● **TASK OBJECTIVE**
Give the count of lines in the entries that include "foot", and write nothing besides it.

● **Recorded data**

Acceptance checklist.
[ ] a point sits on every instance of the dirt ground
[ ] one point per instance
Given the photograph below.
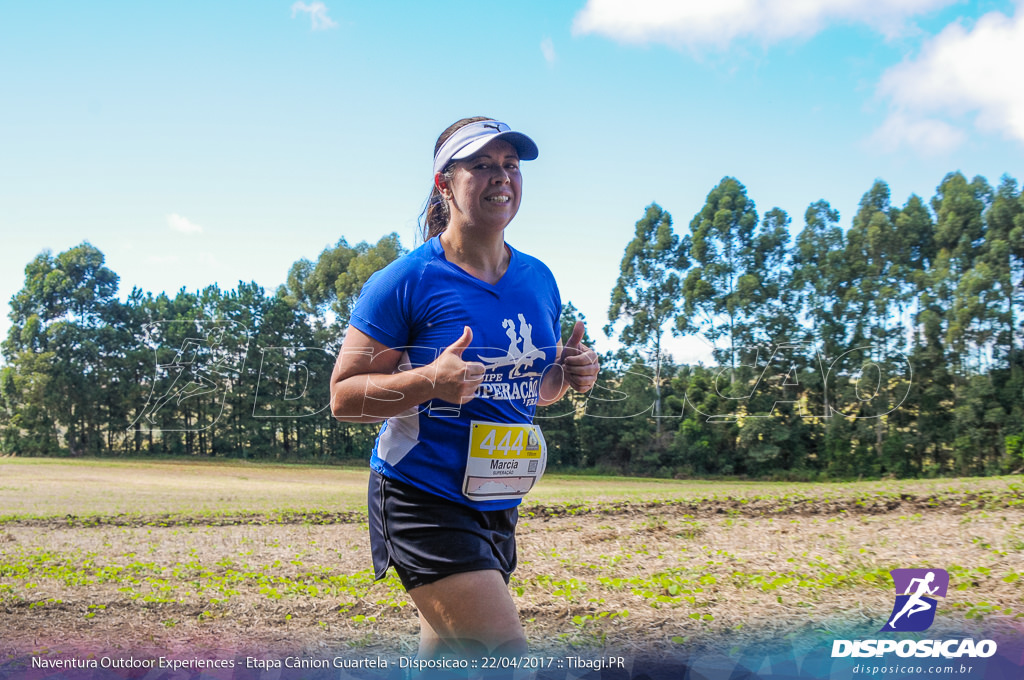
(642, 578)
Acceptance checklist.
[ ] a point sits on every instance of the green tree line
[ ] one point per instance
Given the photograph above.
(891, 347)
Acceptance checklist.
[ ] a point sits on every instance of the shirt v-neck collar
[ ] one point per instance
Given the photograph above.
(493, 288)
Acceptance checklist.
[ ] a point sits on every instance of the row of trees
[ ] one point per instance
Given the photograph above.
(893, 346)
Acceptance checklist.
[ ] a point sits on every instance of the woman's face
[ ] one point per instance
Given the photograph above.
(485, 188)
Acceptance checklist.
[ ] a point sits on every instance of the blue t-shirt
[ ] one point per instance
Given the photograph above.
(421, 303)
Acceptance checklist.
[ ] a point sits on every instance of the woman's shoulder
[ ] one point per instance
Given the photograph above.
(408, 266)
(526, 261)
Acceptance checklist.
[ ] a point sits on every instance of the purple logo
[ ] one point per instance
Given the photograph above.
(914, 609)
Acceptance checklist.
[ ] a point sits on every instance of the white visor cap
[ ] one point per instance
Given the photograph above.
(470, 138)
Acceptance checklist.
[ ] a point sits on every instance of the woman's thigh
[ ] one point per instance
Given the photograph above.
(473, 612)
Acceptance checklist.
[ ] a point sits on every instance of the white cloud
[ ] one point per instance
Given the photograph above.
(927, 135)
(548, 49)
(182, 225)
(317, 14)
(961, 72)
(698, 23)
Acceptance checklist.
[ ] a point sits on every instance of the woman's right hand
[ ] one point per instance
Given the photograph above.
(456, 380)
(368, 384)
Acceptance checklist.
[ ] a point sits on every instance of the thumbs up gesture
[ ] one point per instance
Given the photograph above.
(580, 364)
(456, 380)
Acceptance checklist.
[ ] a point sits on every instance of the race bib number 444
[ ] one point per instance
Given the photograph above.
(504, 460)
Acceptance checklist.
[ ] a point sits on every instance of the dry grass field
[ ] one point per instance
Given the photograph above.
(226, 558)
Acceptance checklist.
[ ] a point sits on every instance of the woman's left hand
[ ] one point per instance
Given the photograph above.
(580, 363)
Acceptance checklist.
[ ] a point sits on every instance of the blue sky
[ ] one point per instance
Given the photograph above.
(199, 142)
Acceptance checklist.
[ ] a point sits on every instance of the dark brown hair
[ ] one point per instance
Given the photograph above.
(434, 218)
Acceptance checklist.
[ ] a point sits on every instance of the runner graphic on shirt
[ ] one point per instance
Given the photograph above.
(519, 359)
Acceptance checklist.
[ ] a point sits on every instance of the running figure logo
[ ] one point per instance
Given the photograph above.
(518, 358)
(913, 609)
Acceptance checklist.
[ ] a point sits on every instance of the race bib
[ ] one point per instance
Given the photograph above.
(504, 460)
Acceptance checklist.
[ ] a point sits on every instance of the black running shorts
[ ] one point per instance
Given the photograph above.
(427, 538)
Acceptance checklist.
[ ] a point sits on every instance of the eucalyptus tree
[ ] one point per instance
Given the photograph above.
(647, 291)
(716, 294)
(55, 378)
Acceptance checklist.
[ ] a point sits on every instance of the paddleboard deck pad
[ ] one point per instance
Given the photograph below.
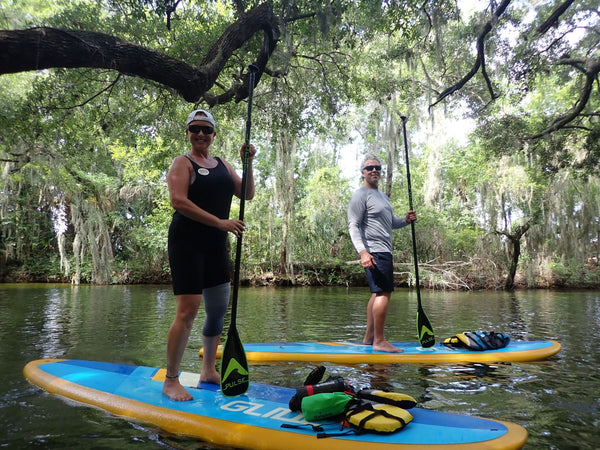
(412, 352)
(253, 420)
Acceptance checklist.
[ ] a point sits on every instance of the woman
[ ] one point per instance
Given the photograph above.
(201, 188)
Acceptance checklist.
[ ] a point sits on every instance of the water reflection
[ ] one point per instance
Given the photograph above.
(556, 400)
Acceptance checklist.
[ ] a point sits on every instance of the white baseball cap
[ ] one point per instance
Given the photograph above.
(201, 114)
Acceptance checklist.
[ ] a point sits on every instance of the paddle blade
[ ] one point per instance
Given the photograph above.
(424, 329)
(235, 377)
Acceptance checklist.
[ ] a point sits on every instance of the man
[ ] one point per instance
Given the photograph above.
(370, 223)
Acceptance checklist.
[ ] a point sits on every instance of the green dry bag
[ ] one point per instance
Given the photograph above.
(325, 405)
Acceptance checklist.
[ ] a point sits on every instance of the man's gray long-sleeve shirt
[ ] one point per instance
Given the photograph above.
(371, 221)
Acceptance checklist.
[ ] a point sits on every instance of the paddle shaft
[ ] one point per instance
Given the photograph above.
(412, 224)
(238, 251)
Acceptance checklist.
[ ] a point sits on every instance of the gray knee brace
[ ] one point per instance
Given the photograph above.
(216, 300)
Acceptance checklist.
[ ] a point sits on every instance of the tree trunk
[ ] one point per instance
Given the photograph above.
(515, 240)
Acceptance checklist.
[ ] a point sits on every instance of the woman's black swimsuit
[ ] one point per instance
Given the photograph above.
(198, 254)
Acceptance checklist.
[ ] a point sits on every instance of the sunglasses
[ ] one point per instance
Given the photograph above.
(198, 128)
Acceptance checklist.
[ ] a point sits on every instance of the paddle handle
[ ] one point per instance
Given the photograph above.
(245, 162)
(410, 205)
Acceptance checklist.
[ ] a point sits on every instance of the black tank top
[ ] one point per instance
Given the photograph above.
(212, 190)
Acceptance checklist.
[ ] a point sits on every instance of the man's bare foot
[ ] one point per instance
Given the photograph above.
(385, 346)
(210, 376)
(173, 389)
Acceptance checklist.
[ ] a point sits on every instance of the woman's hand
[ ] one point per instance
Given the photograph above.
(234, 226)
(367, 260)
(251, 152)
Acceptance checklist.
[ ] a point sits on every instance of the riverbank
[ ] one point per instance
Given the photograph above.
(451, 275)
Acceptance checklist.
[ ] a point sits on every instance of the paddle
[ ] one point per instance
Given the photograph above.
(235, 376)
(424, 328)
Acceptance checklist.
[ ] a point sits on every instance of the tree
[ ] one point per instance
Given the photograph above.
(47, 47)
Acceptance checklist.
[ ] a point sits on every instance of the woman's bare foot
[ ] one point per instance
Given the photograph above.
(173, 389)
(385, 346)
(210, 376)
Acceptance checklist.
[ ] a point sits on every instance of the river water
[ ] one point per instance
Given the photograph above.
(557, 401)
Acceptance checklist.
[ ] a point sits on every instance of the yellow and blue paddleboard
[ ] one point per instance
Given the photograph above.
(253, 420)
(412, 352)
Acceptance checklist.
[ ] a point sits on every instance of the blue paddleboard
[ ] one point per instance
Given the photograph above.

● **ANSWER FOR THE TASK**
2